• Exercise goal
Which lines of the records below contain the word "green"? Report each of them in full.

• Materials provided
────────

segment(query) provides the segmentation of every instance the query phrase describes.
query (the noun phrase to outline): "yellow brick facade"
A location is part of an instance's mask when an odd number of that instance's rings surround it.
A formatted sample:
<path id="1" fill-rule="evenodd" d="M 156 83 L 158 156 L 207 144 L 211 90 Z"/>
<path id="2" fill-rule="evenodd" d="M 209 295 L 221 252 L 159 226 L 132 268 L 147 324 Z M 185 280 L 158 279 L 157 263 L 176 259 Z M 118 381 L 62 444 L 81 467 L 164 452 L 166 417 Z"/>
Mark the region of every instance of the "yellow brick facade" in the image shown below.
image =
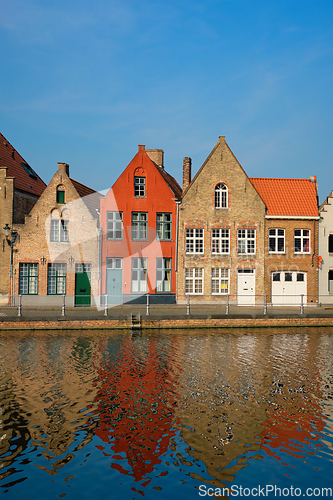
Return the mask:
<path id="1" fill-rule="evenodd" d="M 215 187 L 223 183 L 228 189 L 226 208 L 215 208 Z M 204 252 L 186 253 L 186 228 L 204 230 Z M 229 229 L 230 251 L 212 253 L 212 229 Z M 255 230 L 255 253 L 237 252 L 238 229 Z M 225 294 L 212 295 L 212 269 L 229 270 L 229 294 L 237 296 L 239 270 L 253 270 L 255 294 L 264 294 L 265 205 L 246 173 L 229 149 L 224 137 L 219 142 L 183 194 L 179 211 L 177 300 L 185 299 L 185 269 L 201 268 L 202 293 L 191 293 L 191 300 L 226 300 Z"/>

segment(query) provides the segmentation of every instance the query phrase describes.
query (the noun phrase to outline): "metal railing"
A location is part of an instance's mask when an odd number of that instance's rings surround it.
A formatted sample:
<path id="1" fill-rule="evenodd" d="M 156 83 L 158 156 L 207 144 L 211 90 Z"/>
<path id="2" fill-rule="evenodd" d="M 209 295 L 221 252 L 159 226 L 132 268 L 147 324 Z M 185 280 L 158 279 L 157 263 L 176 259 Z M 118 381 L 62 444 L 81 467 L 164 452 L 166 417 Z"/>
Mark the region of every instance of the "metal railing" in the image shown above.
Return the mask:
<path id="1" fill-rule="evenodd" d="M 146 316 L 158 315 L 166 316 L 185 314 L 263 314 L 285 312 L 305 314 L 305 311 L 328 309 L 333 315 L 333 296 L 305 296 L 300 295 L 274 295 L 268 294 L 242 296 L 226 294 L 223 296 L 205 295 L 171 295 L 165 294 L 143 294 L 132 297 L 114 295 L 16 295 L 10 297 L 9 304 L 0 306 L 0 320 L 14 315 L 22 316 L 43 316 L 46 319 L 51 317 L 94 317 L 109 316 L 113 309 L 112 316 L 117 314 L 127 314 L 129 308 L 140 309 L 141 314 Z"/>

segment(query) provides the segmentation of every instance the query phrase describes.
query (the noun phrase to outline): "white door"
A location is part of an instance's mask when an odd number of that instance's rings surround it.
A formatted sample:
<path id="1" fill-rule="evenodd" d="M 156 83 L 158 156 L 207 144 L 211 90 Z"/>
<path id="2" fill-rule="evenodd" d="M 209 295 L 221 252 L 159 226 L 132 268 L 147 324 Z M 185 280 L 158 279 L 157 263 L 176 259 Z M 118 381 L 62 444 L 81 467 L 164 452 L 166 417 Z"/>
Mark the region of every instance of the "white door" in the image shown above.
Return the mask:
<path id="1" fill-rule="evenodd" d="M 306 273 L 278 271 L 272 273 L 272 304 L 296 306 L 307 300 Z"/>
<path id="2" fill-rule="evenodd" d="M 254 269 L 238 269 L 237 304 L 239 306 L 251 306 L 255 304 Z"/>

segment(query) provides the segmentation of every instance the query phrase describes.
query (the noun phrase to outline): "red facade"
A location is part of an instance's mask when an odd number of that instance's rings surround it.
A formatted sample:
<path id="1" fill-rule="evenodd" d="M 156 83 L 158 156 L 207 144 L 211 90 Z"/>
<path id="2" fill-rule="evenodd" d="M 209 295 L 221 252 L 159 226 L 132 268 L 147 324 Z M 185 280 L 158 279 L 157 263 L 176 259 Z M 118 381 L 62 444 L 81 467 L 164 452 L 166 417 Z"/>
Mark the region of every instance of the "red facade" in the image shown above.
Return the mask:
<path id="1" fill-rule="evenodd" d="M 178 183 L 164 170 L 163 151 L 139 146 L 101 200 L 102 294 L 109 303 L 146 293 L 164 298 L 175 294 L 180 196 Z"/>

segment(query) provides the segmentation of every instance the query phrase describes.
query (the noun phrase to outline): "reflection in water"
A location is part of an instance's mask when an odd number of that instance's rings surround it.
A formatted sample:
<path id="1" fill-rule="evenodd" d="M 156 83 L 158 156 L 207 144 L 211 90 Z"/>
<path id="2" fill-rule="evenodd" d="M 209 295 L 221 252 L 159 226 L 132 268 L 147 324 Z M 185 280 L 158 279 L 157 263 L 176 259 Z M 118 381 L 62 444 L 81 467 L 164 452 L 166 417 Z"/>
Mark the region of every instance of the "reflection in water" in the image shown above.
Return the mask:
<path id="1" fill-rule="evenodd" d="M 3 333 L 0 491 L 182 498 L 263 477 L 328 487 L 332 354 L 328 329 Z"/>

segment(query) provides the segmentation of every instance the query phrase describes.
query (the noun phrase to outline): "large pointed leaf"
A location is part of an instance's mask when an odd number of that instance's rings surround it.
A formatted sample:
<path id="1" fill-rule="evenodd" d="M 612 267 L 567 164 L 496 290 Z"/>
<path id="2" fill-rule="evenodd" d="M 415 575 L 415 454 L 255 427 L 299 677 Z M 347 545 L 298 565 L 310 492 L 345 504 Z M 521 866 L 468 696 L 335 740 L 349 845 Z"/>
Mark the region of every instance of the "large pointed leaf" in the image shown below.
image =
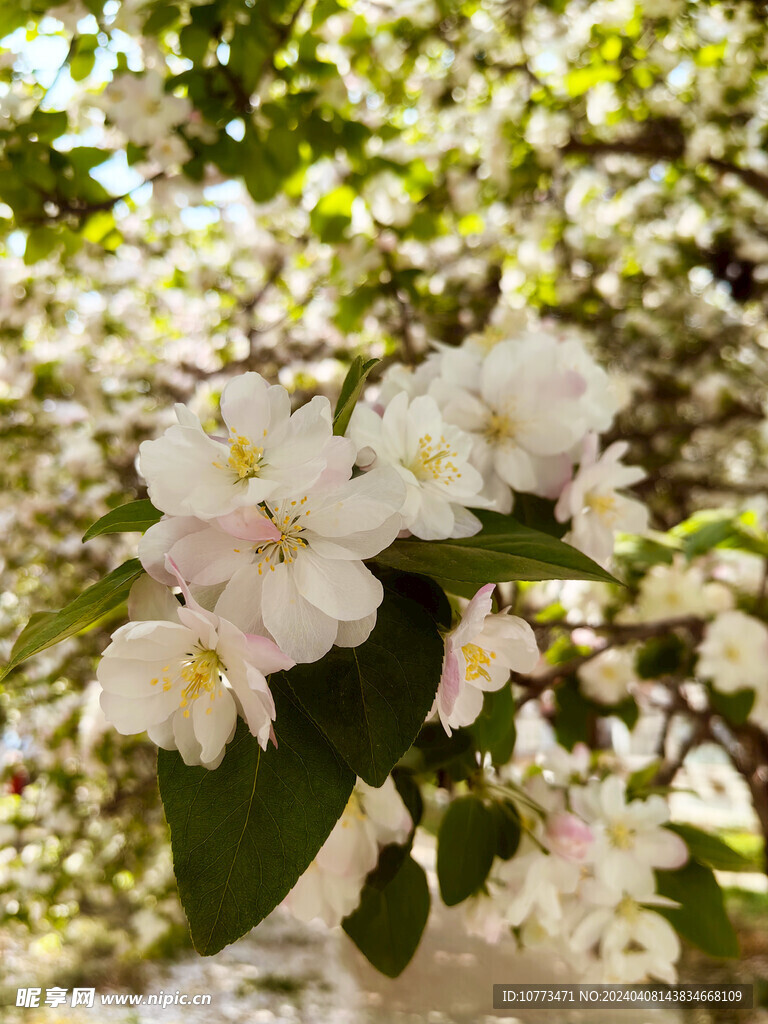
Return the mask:
<path id="1" fill-rule="evenodd" d="M 511 516 L 478 512 L 483 529 L 459 540 L 396 540 L 376 561 L 448 583 L 510 580 L 598 580 L 616 583 L 609 572 L 556 537 L 523 526 Z"/>
<path id="2" fill-rule="evenodd" d="M 129 501 L 126 505 L 113 508 L 101 519 L 89 526 L 83 534 L 83 543 L 102 533 L 144 533 L 163 516 L 149 498 Z"/>
<path id="3" fill-rule="evenodd" d="M 396 978 L 410 963 L 429 917 L 429 886 L 422 868 L 406 857 L 393 878 L 379 887 L 369 879 L 344 931 L 373 966 Z"/>
<path id="4" fill-rule="evenodd" d="M 277 749 L 238 723 L 215 771 L 158 756 L 179 895 L 199 953 L 267 916 L 309 867 L 346 806 L 354 774 L 285 687 L 272 680 Z"/>
<path id="5" fill-rule="evenodd" d="M 496 854 L 496 821 L 471 794 L 448 807 L 437 835 L 437 880 L 448 907 L 477 892 Z"/>
<path id="6" fill-rule="evenodd" d="M 68 636 L 92 626 L 119 607 L 143 572 L 141 562 L 131 558 L 113 569 L 103 580 L 84 590 L 60 612 L 38 612 L 33 615 L 13 645 L 10 661 L 0 671 L 0 679 L 33 654 L 39 654 Z"/>
<path id="7" fill-rule="evenodd" d="M 711 868 L 691 860 L 678 871 L 657 871 L 656 888 L 676 908 L 653 907 L 675 931 L 709 956 L 737 957 L 739 940 L 725 912 L 723 893 Z"/>
<path id="8" fill-rule="evenodd" d="M 378 359 L 367 359 L 363 361 L 362 356 L 357 356 L 347 371 L 344 383 L 341 385 L 339 400 L 333 414 L 333 432 L 342 436 L 346 433 L 352 413 L 355 411 L 357 400 L 365 387 L 368 374 L 374 368 Z"/>
<path id="9" fill-rule="evenodd" d="M 435 699 L 443 641 L 416 601 L 385 590 L 376 626 L 359 647 L 334 647 L 283 674 L 349 767 L 381 786 L 412 745 Z"/>

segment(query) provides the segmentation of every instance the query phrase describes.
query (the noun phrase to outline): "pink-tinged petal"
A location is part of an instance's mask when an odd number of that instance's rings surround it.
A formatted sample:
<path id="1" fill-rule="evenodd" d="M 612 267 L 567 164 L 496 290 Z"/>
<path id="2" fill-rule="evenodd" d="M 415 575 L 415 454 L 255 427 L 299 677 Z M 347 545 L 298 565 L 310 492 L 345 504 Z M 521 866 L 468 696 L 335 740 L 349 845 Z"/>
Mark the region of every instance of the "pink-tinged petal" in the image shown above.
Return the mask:
<path id="1" fill-rule="evenodd" d="M 446 715 L 453 712 L 454 705 L 461 689 L 459 659 L 454 651 L 446 651 L 443 658 L 443 673 L 440 676 L 438 695 L 440 706 Z"/>
<path id="2" fill-rule="evenodd" d="M 576 863 L 586 860 L 595 839 L 589 825 L 568 811 L 553 814 L 548 819 L 546 835 L 553 853 Z"/>
<path id="3" fill-rule="evenodd" d="M 246 634 L 246 657 L 260 672 L 268 676 L 272 672 L 282 672 L 293 668 L 296 662 L 280 650 L 274 640 L 265 636 Z"/>
<path id="4" fill-rule="evenodd" d="M 207 529 L 207 523 L 193 516 L 166 516 L 150 526 L 139 541 L 139 560 L 149 575 L 159 583 L 173 587 L 176 581 L 165 568 L 165 556 L 173 545 L 190 534 Z"/>
<path id="5" fill-rule="evenodd" d="M 202 587 L 225 583 L 251 561 L 247 543 L 213 526 L 182 537 L 168 549 L 168 555 L 188 583 Z"/>
<path id="6" fill-rule="evenodd" d="M 217 526 L 240 540 L 278 541 L 281 533 L 274 522 L 258 508 L 239 508 L 229 515 L 219 516 Z"/>

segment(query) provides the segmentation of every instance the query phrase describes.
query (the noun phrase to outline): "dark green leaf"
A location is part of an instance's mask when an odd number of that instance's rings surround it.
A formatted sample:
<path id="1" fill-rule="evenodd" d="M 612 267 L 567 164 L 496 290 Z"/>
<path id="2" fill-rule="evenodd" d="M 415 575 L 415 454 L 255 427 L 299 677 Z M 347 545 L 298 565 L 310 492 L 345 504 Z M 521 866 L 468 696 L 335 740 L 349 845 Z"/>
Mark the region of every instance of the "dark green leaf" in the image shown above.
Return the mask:
<path id="1" fill-rule="evenodd" d="M 381 786 L 432 707 L 442 661 L 434 619 L 385 591 L 364 644 L 333 647 L 322 661 L 283 676 L 349 767 Z"/>
<path id="2" fill-rule="evenodd" d="M 448 807 L 437 836 L 437 879 L 446 906 L 477 892 L 488 877 L 496 853 L 496 821 L 475 796 Z"/>
<path id="3" fill-rule="evenodd" d="M 162 518 L 149 498 L 129 501 L 126 505 L 113 508 L 101 519 L 89 526 L 83 534 L 83 543 L 103 533 L 144 533 Z"/>
<path id="4" fill-rule="evenodd" d="M 336 409 L 333 414 L 334 434 L 343 437 L 349 426 L 354 408 L 357 405 L 360 392 L 365 385 L 365 380 L 378 361 L 378 359 L 367 359 L 364 361 L 362 356 L 357 356 L 350 366 L 347 376 L 344 378 L 344 383 L 341 385 L 339 400 L 336 403 Z M 404 568 L 404 566 L 395 566 L 395 568 Z M 413 571 L 417 572 L 418 570 Z"/>
<path id="5" fill-rule="evenodd" d="M 737 957 L 739 940 L 711 868 L 692 860 L 678 871 L 657 871 L 657 890 L 679 908 L 653 907 L 675 931 L 709 956 Z"/>
<path id="6" fill-rule="evenodd" d="M 413 773 L 405 768 L 395 768 L 392 772 L 392 781 L 397 788 L 397 792 L 400 794 L 400 798 L 408 808 L 408 813 L 415 828 L 424 814 L 424 801 L 421 798 L 419 784 L 414 778 Z"/>
<path id="7" fill-rule="evenodd" d="M 68 636 L 87 629 L 108 612 L 118 608 L 143 572 L 138 558 L 131 558 L 113 569 L 103 580 L 84 590 L 60 612 L 43 612 L 32 616 L 13 645 L 10 661 L 0 672 L 0 679 L 33 654 L 39 654 Z"/>
<path id="8" fill-rule="evenodd" d="M 440 722 L 427 722 L 416 737 L 415 747 L 420 754 L 419 769 L 434 771 L 472 757 L 472 735 L 467 729 L 454 729 L 449 736 Z"/>
<path id="9" fill-rule="evenodd" d="M 720 693 L 710 689 L 709 703 L 723 718 L 734 725 L 743 725 L 755 703 L 754 690 L 737 690 L 736 693 Z"/>
<path id="10" fill-rule="evenodd" d="M 442 581 L 504 583 L 510 580 L 599 580 L 610 573 L 580 551 L 511 516 L 476 512 L 483 529 L 461 540 L 396 540 L 376 556 L 381 565 L 422 573 Z"/>
<path id="11" fill-rule="evenodd" d="M 491 804 L 491 813 L 496 822 L 496 856 L 509 860 L 520 845 L 520 815 L 509 800 Z"/>
<path id="12" fill-rule="evenodd" d="M 704 832 L 693 825 L 667 825 L 670 832 L 676 832 L 688 847 L 691 856 L 699 864 L 715 871 L 752 871 L 751 860 L 723 842 L 719 836 Z"/>
<path id="13" fill-rule="evenodd" d="M 477 749 L 489 753 L 494 764 L 506 764 L 515 749 L 515 701 L 509 685 L 486 693 L 483 710 L 469 727 Z"/>
<path id="14" fill-rule="evenodd" d="M 675 633 L 647 640 L 635 657 L 635 671 L 641 679 L 673 675 L 688 661 L 688 647 Z"/>
<path id="15" fill-rule="evenodd" d="M 158 756 L 179 895 L 199 953 L 258 924 L 314 860 L 355 783 L 327 740 L 272 678 L 277 749 L 243 721 L 215 771 Z"/>
<path id="16" fill-rule="evenodd" d="M 408 966 L 429 917 L 427 877 L 412 857 L 383 888 L 366 885 L 344 931 L 373 966 L 396 978 Z"/>

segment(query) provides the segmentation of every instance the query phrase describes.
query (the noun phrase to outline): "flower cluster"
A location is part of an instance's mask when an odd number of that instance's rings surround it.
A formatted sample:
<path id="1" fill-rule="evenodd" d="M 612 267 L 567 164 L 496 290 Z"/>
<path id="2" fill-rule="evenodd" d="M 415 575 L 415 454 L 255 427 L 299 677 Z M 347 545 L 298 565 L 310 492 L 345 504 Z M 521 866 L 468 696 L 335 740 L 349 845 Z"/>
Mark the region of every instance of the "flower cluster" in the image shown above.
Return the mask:
<path id="1" fill-rule="evenodd" d="M 493 324 L 458 348 L 438 346 L 415 372 L 394 366 L 379 400 L 383 415 L 359 407 L 350 433 L 368 464 L 406 467 L 416 536 L 471 534 L 463 506 L 506 513 L 520 492 L 556 500 L 567 539 L 603 565 L 616 533 L 647 528 L 645 507 L 621 493 L 645 475 L 621 464 L 627 446 L 598 455 L 618 401 L 578 335 Z"/>
<path id="2" fill-rule="evenodd" d="M 639 471 L 620 466 L 616 445 L 597 460 L 590 431 L 614 402 L 578 339 L 492 329 L 438 348 L 419 376 L 428 393 L 395 390 L 390 374 L 386 405 L 358 404 L 340 437 L 327 398 L 292 411 L 283 386 L 249 372 L 222 392 L 221 432 L 178 405 L 178 422 L 141 445 L 163 517 L 139 545 L 154 585 L 136 585 L 132 621 L 99 668 L 102 707 L 121 732 L 146 729 L 187 764 L 214 768 L 240 715 L 266 749 L 266 677 L 368 638 L 383 588 L 364 561 L 398 535 L 471 536 L 482 524 L 470 509 L 508 512 L 513 490 L 559 495 L 572 539 L 603 561 L 615 530 L 645 525 L 642 506 L 614 489 Z M 492 590 L 445 640 L 434 710 L 449 734 L 477 718 L 484 691 L 538 660 L 530 626 L 491 614 Z"/>
<path id="3" fill-rule="evenodd" d="M 522 782 L 520 847 L 494 863 L 467 927 L 488 941 L 514 928 L 523 948 L 584 981 L 673 983 L 680 943 L 653 908 L 675 904 L 657 893 L 654 869 L 682 866 L 687 848 L 664 827 L 660 796 L 631 799 L 618 775 L 589 778 L 588 762 L 586 747 L 556 748 Z"/>

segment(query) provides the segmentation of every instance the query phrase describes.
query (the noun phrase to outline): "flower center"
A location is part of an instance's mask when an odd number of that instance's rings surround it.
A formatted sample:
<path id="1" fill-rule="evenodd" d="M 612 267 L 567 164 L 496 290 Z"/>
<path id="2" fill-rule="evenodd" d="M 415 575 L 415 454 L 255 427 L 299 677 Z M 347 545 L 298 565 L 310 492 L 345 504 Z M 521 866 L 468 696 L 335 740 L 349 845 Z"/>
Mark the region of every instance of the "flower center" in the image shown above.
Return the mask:
<path id="1" fill-rule="evenodd" d="M 640 912 L 640 905 L 631 896 L 625 896 L 616 907 L 616 914 L 627 921 L 634 921 Z"/>
<path id="2" fill-rule="evenodd" d="M 726 644 L 723 648 L 723 657 L 737 665 L 741 661 L 741 651 L 736 644 Z"/>
<path id="3" fill-rule="evenodd" d="M 196 647 L 187 655 L 187 660 L 181 666 L 181 678 L 187 684 L 181 691 L 179 707 L 184 708 L 184 717 L 189 718 L 187 705 L 194 702 L 198 697 L 207 693 L 211 701 L 220 697 L 223 693 L 221 687 L 221 671 L 226 672 L 216 651 L 210 648 Z M 211 713 L 206 708 L 206 715 Z"/>
<path id="4" fill-rule="evenodd" d="M 353 821 L 365 821 L 365 819 L 366 814 L 363 810 L 360 797 L 353 789 L 352 795 L 347 801 L 347 806 L 344 808 L 344 813 L 341 816 L 341 827 L 349 828 Z"/>
<path id="5" fill-rule="evenodd" d="M 452 483 L 461 476 L 453 461 L 457 458 L 458 452 L 454 451 L 442 434 L 438 441 L 433 441 L 431 434 L 424 434 L 419 438 L 416 458 L 408 469 L 418 480 L 432 477 L 434 480 L 442 479 L 445 483 Z"/>
<path id="6" fill-rule="evenodd" d="M 608 523 L 613 522 L 616 517 L 616 495 L 615 494 L 588 494 L 585 499 L 587 508 Z"/>
<path id="7" fill-rule="evenodd" d="M 229 439 L 229 458 L 227 463 L 237 473 L 241 480 L 248 477 L 258 476 L 264 458 L 264 449 L 253 444 L 242 434 L 232 431 Z"/>
<path id="8" fill-rule="evenodd" d="M 467 679 L 480 679 L 482 677 L 486 682 L 490 683 L 491 675 L 485 666 L 491 664 L 491 660 L 496 657 L 496 654 L 493 651 L 483 650 L 477 644 L 464 644 L 461 648 L 461 653 L 464 655 L 464 661 L 467 664 Z"/>
<path id="9" fill-rule="evenodd" d="M 274 509 L 264 503 L 264 511 L 280 531 L 280 539 L 263 541 L 253 549 L 258 556 L 259 576 L 267 567 L 274 572 L 275 566 L 281 562 L 294 562 L 296 553 L 309 547 L 309 541 L 301 536 L 304 532 L 302 519 L 312 511 L 305 507 L 307 500 L 305 494 L 301 500 L 283 502 L 279 508 Z"/>
<path id="10" fill-rule="evenodd" d="M 631 850 L 635 845 L 634 829 L 629 828 L 624 822 L 619 821 L 615 825 L 611 825 L 607 829 L 607 834 L 611 846 L 617 850 Z"/>
<path id="11" fill-rule="evenodd" d="M 515 436 L 517 424 L 505 412 L 492 412 L 485 425 L 485 436 L 491 444 L 500 444 Z"/>

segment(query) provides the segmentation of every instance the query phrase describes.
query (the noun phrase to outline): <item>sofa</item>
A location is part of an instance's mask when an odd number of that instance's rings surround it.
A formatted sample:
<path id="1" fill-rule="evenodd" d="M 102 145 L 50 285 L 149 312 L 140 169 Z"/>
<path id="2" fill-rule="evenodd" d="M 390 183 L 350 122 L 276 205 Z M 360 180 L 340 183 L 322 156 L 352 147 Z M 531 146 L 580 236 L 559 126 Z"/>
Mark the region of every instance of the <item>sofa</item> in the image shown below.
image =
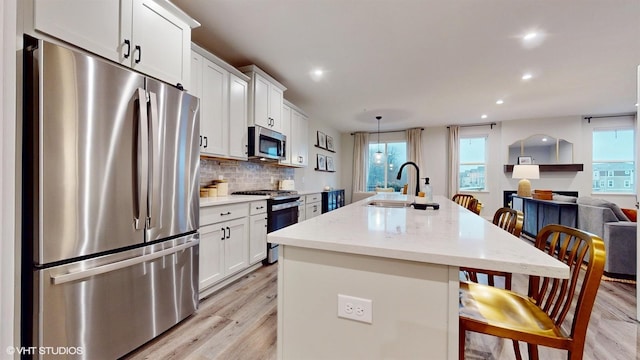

────────

• Answer section
query (the noun phrase to outline): "dark green leaf"
Mark the region of every instance of the "dark green leaf" in the image shown above.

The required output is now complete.